Award Name Pilot Grant


Glutamate in Brain Injury; Neurotoxin to Neuroprotectant

The Ohio State University Center for Clinical and Translational Science has awarded Savita Khanna, PhD, a pilot grant for her research involving the role of glutamate in brain injury.

Khanna’s research focuses on examining how supplemental oxygen therapy can protect neurons during stroke and other brain trauma.

“We want to know how important oxygen starvation, or hypoxia, is as an insult that contributes to stroke-induced neuronal death,” Khanna said.

During stroke, blood vessels in the brain are blocked and blood-borne products, such as oxygen and glucose, are not able to get to the brain. The brain releases excessive amounts of the neurotransmitter glutamate, which damages brain tissue.

Khanna’s past research has shown that oxygen therapy provided during stroke can correct stroke-induced oxygen deficiency and protect brain tissue. Animals receiving oxygen therapy demonstrated signs of increased glutamate metabolism during stroke.

Her new research addresses whether the glutamate released during stroke can be used as a source of energy when supplemental oxygen is applied.

For the brain to function normally, it needs oxygen and glucose to make energy. Khanna theorizes that if the brain has sufficient oxygen during brain trauma, it might use glutamate in place of glucose.

In the Journal of Cerebral Blood Flow and Metabolism, Khanna reported a reduction in brain damage when oxygen therapy was given during stroke-induced hypoxia. However, when oxygen therapy was applied after removing the blockage and blood flow was restored, damage was more severe. Khanna said this pointed to a limited therapeutic window of opportunity for oxygen therapy.

Since current treatment for stroke includes the administration of medication that dissolves clots, this will be important in clinical translation.

Khanna is now working to determine the mechanism behind her findings. She wants to identify whether glutamate, a known neurotoxin, can transform into an energy source for the brain when oxygen therapy is applied during stroke.

In rodent models, strokes are induced and oxygen therapy is given. MRIs of the brain following stroke are used to evaluate damage. Khanna is also working with cells in culture, to establish the conditions needed for glutamate to be used as an energy source.

Khanna said the treatment is easily translatable, because giving 100 percent oxygen to stroke patients is simple and quick.

“If proven beneficial, oxygen therapy can easily transition to a clinical setting without excessive cost to heath care,” Khanna said.

With resources provided by the OSU CCTS award, Khanna is working to strengthen her preliminary findings to move toward a National Institutes of Health proposal in hope of developing therapeutic oxygen strategies targeted to address metabolic damage in stroke.

## DATA EXTRACT
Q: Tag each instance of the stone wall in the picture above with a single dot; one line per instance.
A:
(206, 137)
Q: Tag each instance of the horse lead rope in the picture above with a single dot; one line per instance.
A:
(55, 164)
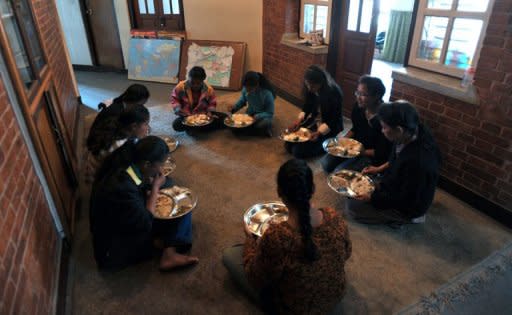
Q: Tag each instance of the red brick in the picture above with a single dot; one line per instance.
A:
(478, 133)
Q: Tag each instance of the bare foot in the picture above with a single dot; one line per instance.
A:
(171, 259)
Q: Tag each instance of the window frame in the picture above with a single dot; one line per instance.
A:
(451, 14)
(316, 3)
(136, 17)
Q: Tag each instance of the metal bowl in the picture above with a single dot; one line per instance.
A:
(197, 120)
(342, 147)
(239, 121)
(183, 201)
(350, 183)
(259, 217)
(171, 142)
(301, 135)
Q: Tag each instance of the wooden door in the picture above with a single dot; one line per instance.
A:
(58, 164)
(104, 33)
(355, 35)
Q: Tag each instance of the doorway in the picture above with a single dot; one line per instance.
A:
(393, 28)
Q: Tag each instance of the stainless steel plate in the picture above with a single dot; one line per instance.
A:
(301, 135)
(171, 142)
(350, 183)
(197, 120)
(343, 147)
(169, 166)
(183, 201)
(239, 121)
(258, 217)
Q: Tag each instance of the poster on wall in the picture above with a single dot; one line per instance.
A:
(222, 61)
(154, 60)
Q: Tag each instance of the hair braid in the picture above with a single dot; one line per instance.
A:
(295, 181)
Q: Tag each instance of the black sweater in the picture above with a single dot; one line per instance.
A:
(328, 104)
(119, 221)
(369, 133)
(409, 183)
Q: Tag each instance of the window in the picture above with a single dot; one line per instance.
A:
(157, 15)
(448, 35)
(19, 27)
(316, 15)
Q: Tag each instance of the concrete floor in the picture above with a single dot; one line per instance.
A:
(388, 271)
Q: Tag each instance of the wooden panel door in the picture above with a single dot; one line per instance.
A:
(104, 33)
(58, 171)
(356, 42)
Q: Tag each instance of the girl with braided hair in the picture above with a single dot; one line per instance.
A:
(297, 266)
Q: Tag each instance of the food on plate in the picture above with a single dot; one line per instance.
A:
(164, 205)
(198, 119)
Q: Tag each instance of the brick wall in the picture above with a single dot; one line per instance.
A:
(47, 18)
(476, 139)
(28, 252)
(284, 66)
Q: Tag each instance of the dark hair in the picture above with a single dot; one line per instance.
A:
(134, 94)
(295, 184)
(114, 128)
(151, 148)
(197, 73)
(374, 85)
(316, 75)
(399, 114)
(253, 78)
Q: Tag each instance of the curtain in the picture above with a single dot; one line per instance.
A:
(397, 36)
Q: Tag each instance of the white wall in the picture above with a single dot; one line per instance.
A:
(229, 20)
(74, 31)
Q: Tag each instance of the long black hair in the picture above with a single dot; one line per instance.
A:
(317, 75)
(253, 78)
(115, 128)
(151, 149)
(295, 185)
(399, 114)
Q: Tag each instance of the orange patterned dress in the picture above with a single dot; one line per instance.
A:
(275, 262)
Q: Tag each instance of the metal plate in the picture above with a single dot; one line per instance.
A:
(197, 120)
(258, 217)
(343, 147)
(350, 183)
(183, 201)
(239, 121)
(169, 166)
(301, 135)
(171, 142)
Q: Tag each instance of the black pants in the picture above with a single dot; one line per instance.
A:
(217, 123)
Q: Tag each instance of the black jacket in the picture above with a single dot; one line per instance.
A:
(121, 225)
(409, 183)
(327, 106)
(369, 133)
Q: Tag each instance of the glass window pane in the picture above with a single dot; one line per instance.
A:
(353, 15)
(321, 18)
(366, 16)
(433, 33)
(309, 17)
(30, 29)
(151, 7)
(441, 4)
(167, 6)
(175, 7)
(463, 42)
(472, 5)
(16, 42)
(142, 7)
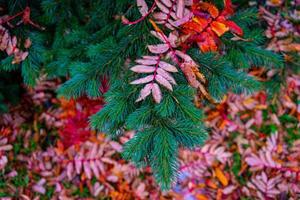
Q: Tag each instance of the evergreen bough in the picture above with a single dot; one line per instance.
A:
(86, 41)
* * *
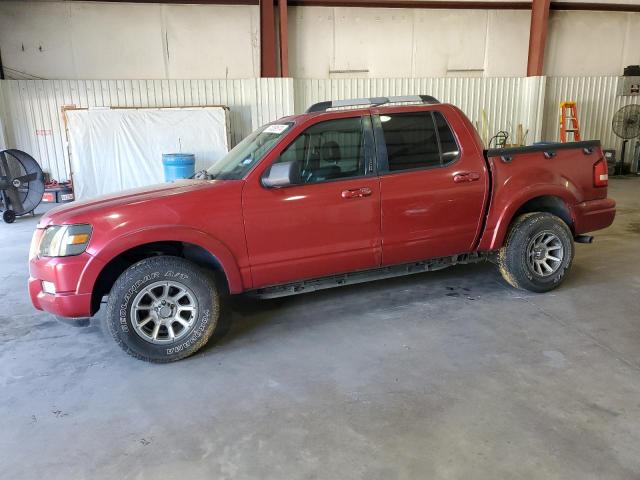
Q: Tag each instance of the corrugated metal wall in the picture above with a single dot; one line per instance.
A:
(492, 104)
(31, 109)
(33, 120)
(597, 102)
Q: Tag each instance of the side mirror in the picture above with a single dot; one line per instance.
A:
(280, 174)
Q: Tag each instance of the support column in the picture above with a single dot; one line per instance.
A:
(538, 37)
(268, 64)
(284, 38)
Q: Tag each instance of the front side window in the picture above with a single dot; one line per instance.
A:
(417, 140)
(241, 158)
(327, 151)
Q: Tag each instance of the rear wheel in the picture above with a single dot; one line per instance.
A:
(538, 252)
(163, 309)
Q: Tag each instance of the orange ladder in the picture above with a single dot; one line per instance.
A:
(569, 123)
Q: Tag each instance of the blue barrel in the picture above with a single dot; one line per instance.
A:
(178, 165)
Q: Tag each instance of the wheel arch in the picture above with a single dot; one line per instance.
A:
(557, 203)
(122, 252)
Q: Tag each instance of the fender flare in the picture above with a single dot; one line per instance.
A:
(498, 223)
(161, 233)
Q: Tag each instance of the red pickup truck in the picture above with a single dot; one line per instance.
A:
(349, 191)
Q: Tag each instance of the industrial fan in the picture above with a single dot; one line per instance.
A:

## ACTIVITY LIST
A: Repeat the glutamate article word for word between "Glutamate in Brain Injury;" and "other brain trauma.", inclusive.
B: Answer these questions from the glutamate article:
(i) Which center awarded Khanna the pilot grant?
(ii) In which journal did Khanna report reduced brain damage with oxygen therapy?
(iii) What is used to evaluate brain damage in the rodent models after stroke?
C: Decide whether each statement agrees with the glutamate article, answering yes or no and quoting the words that settle it:
(i) Oxygen therapy given after blood flow was restored reduced brain damage.
(ii) Khanna is working with cells in culture.
(iii) During stroke, the brain releases too little glutamate.
The material was taken from a separate source.

## RESULTS FOR THE EXERCISE
A:
Glutamate in Brain Injury; Neurotoxin to Neuroprotectant

The Ohio State University Center for Clinical and Translational Science has awarded Savita Khanna, PhD, a pilot grant for her research involving the role of glutamate in brain injury.

Khanna’s research focuses on examining how supplemental oxygen therapy can protect neurons during stroke and other brain trauma.

B:
(i) The Ohio State University Center for Clinical and Translational Science
(ii) The Journal of Cerebral Blood Flow and Metabolism
(iii) MRIs of the brain

C:
(i) No: "when oxygen therapy was applied after removing the blockage and blood flow was restored, damage was more severe."
(ii) Yes: "Khanna is also working with cells in culture, to establish the conditions needed for glutamate to be used as an energy source."
(iii) No: "The brain releases excessive amounts of the neurotransmitter glutamate, which damages brain tissue."